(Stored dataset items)
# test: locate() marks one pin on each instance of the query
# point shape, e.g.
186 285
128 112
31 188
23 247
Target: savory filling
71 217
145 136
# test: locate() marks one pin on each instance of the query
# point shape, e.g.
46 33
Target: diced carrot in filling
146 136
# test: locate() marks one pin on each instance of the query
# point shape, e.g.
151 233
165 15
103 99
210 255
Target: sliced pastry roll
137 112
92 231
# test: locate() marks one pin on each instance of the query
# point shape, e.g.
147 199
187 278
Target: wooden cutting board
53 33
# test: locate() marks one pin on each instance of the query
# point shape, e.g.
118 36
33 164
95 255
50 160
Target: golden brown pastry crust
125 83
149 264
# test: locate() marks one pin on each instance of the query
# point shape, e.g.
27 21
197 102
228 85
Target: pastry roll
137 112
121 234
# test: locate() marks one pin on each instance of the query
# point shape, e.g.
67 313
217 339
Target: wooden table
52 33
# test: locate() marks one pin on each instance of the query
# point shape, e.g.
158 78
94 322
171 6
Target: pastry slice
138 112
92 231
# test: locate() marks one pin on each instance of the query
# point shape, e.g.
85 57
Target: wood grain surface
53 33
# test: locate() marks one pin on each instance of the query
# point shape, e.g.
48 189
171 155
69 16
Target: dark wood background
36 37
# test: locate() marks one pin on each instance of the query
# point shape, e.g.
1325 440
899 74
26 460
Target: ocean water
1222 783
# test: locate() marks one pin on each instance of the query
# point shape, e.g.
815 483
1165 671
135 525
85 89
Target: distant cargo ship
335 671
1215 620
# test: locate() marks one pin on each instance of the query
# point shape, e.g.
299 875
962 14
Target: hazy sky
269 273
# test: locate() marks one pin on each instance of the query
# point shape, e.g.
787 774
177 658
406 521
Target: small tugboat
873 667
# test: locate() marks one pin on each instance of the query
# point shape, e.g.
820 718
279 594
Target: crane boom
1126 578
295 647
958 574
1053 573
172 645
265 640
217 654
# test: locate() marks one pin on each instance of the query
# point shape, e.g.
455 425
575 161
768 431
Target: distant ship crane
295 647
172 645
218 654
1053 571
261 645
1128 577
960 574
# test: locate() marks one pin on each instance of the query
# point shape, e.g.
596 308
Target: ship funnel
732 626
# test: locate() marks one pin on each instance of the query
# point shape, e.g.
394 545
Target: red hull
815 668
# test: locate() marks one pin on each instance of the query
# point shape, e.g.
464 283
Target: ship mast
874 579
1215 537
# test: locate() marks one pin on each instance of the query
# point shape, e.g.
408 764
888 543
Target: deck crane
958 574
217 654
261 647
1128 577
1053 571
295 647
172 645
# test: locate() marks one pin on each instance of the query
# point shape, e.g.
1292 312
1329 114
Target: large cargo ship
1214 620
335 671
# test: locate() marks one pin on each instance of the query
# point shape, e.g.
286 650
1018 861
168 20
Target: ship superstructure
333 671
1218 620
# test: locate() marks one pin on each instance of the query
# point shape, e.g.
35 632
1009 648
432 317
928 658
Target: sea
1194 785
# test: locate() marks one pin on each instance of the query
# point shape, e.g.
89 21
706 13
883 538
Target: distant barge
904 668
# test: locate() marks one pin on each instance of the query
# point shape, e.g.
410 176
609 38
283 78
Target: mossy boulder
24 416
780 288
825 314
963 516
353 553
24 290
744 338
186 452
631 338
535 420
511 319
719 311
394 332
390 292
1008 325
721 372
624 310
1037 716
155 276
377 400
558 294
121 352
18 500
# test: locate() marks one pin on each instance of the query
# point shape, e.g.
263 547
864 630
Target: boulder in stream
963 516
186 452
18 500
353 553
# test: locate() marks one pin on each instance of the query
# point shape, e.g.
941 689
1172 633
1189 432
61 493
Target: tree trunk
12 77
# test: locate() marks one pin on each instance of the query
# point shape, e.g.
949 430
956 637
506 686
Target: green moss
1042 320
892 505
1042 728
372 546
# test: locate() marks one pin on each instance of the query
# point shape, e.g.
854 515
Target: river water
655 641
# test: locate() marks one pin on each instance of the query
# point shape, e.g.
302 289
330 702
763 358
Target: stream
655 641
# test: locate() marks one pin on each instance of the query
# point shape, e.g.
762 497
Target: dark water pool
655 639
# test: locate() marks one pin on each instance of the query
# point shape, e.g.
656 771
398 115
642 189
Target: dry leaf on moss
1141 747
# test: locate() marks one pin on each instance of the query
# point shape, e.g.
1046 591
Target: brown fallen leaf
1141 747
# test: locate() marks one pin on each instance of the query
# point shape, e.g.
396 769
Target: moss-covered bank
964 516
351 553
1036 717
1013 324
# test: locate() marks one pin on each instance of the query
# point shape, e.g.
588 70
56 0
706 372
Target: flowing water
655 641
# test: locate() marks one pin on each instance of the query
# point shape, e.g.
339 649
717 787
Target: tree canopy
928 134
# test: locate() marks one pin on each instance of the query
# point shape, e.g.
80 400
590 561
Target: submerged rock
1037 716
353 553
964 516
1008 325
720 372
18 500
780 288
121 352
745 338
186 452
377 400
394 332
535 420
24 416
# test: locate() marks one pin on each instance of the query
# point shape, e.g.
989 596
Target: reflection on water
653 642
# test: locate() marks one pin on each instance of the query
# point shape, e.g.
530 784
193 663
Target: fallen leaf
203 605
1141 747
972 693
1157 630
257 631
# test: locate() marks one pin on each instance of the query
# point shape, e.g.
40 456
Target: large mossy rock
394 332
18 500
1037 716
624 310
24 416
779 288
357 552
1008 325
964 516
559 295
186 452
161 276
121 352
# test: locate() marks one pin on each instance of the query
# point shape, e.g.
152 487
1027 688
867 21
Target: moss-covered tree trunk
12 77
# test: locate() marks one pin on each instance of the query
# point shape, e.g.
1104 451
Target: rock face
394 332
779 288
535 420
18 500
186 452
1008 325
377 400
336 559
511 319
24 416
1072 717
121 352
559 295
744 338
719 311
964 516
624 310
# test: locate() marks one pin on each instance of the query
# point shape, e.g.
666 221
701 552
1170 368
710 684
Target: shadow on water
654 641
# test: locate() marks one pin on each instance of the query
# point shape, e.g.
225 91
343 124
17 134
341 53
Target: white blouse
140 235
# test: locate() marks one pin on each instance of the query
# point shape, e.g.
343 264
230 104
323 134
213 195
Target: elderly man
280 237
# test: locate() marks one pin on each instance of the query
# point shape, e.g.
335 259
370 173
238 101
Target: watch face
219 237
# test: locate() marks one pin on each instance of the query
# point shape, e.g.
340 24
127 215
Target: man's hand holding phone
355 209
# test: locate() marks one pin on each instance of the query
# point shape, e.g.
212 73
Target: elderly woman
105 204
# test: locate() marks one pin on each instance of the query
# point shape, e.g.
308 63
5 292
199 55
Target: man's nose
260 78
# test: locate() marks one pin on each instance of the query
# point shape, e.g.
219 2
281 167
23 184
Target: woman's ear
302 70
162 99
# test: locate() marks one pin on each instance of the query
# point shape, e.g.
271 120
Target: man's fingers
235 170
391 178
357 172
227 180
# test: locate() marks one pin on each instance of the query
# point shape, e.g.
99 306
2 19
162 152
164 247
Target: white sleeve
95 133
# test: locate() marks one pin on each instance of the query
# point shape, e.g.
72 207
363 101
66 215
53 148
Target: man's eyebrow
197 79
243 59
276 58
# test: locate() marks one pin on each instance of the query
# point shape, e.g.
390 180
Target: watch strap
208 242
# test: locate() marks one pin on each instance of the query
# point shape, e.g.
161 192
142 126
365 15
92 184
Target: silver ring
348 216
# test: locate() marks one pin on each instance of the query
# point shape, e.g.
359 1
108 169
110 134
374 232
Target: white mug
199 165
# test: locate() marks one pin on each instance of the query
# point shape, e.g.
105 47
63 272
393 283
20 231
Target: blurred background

> _WRITTEN REQUEST_
Copy all of the data. Keep every word exactly as it is.

> _ANSWER BELOW_
# test: locate() marks one pin on each instance of the query
# point shape, e.g.
186 285
128 112
31 188
23 247
Target: savory filling
71 217
145 136
# test: locate() marks one pin on each instance of the query
# point shape, e.g.
46 33
Target: diced carrot in filling
146 136
# test: locate() marks one pin on each instance of the query
# point shape, e.g.
151 233
165 15
103 99
210 255
Target: sliced pastry roll
137 112
92 231
# test: locate() marks one pin on each instance of the query
# point shape, e.g.
147 199
187 278
Target: wooden cutting board
53 33
# test: locate() marks one pin on each instance of the query
# point shape, e.g.
118 36
33 164
95 255
50 160
Target: golden brown pastry crust
125 83
149 264
# test: locate() marks one pin on each instance of the query
# point shape, e.g.
27 21
197 102
228 85
Target: pastry roll
137 112
121 234
# test: locate() marks one pin on each instance of the query
# point shape, e.g.
67 313
217 339
Target: wooden table
52 33
# test: locate() marks one pin on each instance of the query
# point shape, e.g.
158 78
94 322
171 6
Target: pastry slice
138 112
92 231
# test: locate() marks one pin on each instance of the query
# point shape, e.g.
85 57
Target: wood grain surface
53 33
# test: locate() marks one pin on each instance of the query
# point shape, e.g.
48 189
171 155
69 16
Target: dark wood background
36 37
# test: locate() marks one pin on each instance of the query
# point shape, e.g.
1325 440
899 74
26 460
Target: ocean water
1222 783
# test: locate() marks one pin on each instance of the query
# point shape, e.g.
815 483
1165 671
135 525
85 89
Target: distant cargo ship
335 671
1215 620
# test: locate() marks one pin on each instance of the query
# point shape, e.g.
299 875
962 14
Target: hazy sky
269 273
# test: locate() marks one pin on each instance of the query
# point shape, e.g.
787 774
177 658
406 521
Target: small tugboat
873 667
# test: locate() marks one pin on each instance of the query
# point shape, e.g.
820 718
279 594
Target: crane boom
1126 578
295 647
958 574
1053 573
172 645
265 640
217 654
# test: locate() marks one pin on each instance of the query
# point shape, e.g.
455 425
575 161
768 431
Target: distant ship crane
295 647
172 645
218 654
1053 571
261 645
1128 577
960 574
# test: locate() marks one pin on each instance of the query
# point shape, e.g.
596 308
Target: ship funnel
732 626
# test: locate() marks one pin on each instance of the query
# point shape, e.g.
394 545
Target: red hull
815 668
# test: locate() marks one pin on each instance of the query
# point shape, e.g.
464 283
Target: ship mast
874 579
1215 537
# test: locate() marks one pin on each instance of the query
# point shape, e.g.
408 764
888 543
Target: deck crane
958 574
217 654
261 647
1128 577
1053 571
295 647
172 645
# test: locate() marks one pin on each instance of the query
# point shape, e.g.
1292 312
1329 114
Target: large cargo ship
1214 620
335 671
# test: locate() marks one pin on each instance of the query
# point shape, e.g.
286 650
1018 861
168 20
Target: ship superstructure
333 671
1218 620
# test: locate() marks one pin on each instance of the query
# point shape, e.g.
35 632
1009 648
432 317
928 658
Target: sea
1194 785
# test: locate() marks one pin on each instance of the query
# point shape, e.g.
89 21
706 13
883 538
Target: distant barge
904 668
# test: locate() marks one pin on each instance of the query
# point shape, e.g.
410 176
609 38
283 78
Target: mossy boulder
24 416
780 288
825 314
963 516
353 553
24 290
744 338
186 452
631 338
535 420
511 319
719 311
394 332
390 292
1008 325
721 372
624 310
1037 716
155 276
377 400
558 294
121 352
18 500
# test: locate() marks one pin on each instance of the query
# point shape, e.g.
263 547
864 630
Target: boulder in stream
963 516
186 452
18 500
353 553
# test: locate() marks one pin on each instance of the query
# point shape, e.g.
941 689
1172 633
1189 432
61 493
Target: tree trunk
12 77
# test: locate() marks one pin on each instance of the query
# point shape, e.g.
949 430
956 637
506 686
Target: green moss
1042 320
892 505
1042 728
372 546
# test: locate() marks one pin on each instance of the query
# point shape, e.g.
854 515
Target: river water
655 641
# test: locate() marks one pin on each instance of the query
# point shape, e.g.
302 289
330 702
763 358
Target: stream
655 641
# test: locate() marks one pin on each instance of the query
# point shape, e.g.
762 497
Target: dark water pool
655 639
# test: locate() marks one pin on each instance of the query
# point shape, e.g.
656 771
398 115
642 189
Target: dry leaf on moss
1141 747
# test: locate() marks one pin on each instance of the query
# point shape, e.g.
1046 591
Target: brown fallen leaf
1141 747
# test: locate() marks one pin on each instance of the query
# point shape, e.g.
396 769
Target: moss-covered bank
964 516
351 553
1036 717
1013 324
# test: locate() marks one pin on each instance of the query
# point shape, e.g.
588 70
56 0
706 372
Target: flowing water
655 641
# test: locate() marks one pin on each instance of the query
# point shape, e.g.
339 649
717 787
Target: tree canopy
928 134
# test: locate() marks one pin on each instance of the query
# point shape, e.g.
80 400
590 561
Target: submerged rock
1037 716
353 553
964 516
1008 325
720 372
18 500
780 288
121 352
745 338
186 452
377 400
394 332
535 420
24 416
# test: locate() marks one pin on each instance of the query
# point shape, e.g.
989 596
Target: reflection on water
653 642
# test: locate() marks one pin on each instance of the query
# point shape, e.g.
530 784
193 663
Target: fallen leaf
203 605
1141 747
972 693
1157 630
257 631
# test: locate() marks one pin on each instance of the query
# point shape, e.g.
40 456
Target: large mossy rock
394 332
18 500
1037 716
624 310
24 416
779 288
357 552
1008 325
964 516
559 295
186 452
161 276
121 352
# test: locate() marks one pin on each instance of the query
# point shape, e.g.
152 487
1027 688
867 21
Target: moss-covered tree trunk
12 77
# test: locate() marks one pin on each instance of the query
# point shape, e.g.
1104 451
Target: rock face
394 332
779 288
535 420
18 500
186 452
1008 325
377 400
336 559
511 319
24 416
1072 717
121 352
559 295
744 338
719 311
964 516
624 310
# test: locate() marks one pin on each instance of the query
# point shape, e.g.
666 221
701 552
1170 368
710 684
Target: shadow on water
654 641
# test: locate() marks one pin on each instance of the query
# point shape, e.g.
225 91
343 124
17 134
341 53
Target: white blouse
140 235
# test: locate() marks one pin on each instance of the query
# point shape, e.g.
343 264
230 104
323 134
213 195
Target: elderly man
280 237
# test: locate() marks one pin on each instance of the query
# point shape, e.g.
335 259
370 173
238 101
Target: watch face
219 237
# test: locate() marks one pin on each instance of the query
# point shape, e.g.
340 24
127 215
Target: man's hand holding phone
355 209
# test: locate() marks one pin on each instance of the query
# point shape, e.g.
212 73
Target: elderly woman
105 204
# test: locate() marks one pin on each instance of the query
# point shape, e.g.
308 63
5 292
199 55
Target: man's nose
260 78
# test: locate() marks one pin on each instance of the query
# point shape, e.g.
219 2
281 167
23 184
Target: woman's ear
302 70
162 99
# test: locate() marks one pin on each instance of the query
# point shape, e.g.
271 120
Target: man's fingers
235 170
391 178
357 172
227 180
# test: locate() marks one pin on each instance of the query
# point shape, e.g.
99 306
2 19
162 152
164 247
Target: white sleeve
95 133
# test: locate() marks one pin on each instance of the query
# point shape, e.g.
72 207
363 101
66 215
53 148
Target: man's eyebrow
197 79
243 59
276 58
# test: locate() marks one pin on each instance of the query
# point shape, e.g.
390 180
Target: watch strap
208 242
# test: locate() marks one pin on each instance of the query
# point shape, e.g.
161 192
142 126
365 15
92 184
Target: silver ring
348 216
# test: locate() marks one pin on each instance of the query
# point shape, e.g.
359 1
108 169
110 134
374 232
Target: white mug
199 165
# test: locate() marks one pin on each instance of the query
# point shape, e.g.
105 47
63 272
393 283
20 231
Target: blurred background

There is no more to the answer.